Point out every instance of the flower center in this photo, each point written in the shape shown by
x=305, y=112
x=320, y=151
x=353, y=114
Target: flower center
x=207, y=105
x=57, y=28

## Direction
Return each line of the records above unchanged, in the same order.

## Result of the exercise
Point out every instance of the flower center in this photo, each point written in the shape shown by
x=305, y=112
x=320, y=151
x=353, y=114
Target: flower center
x=207, y=105
x=57, y=28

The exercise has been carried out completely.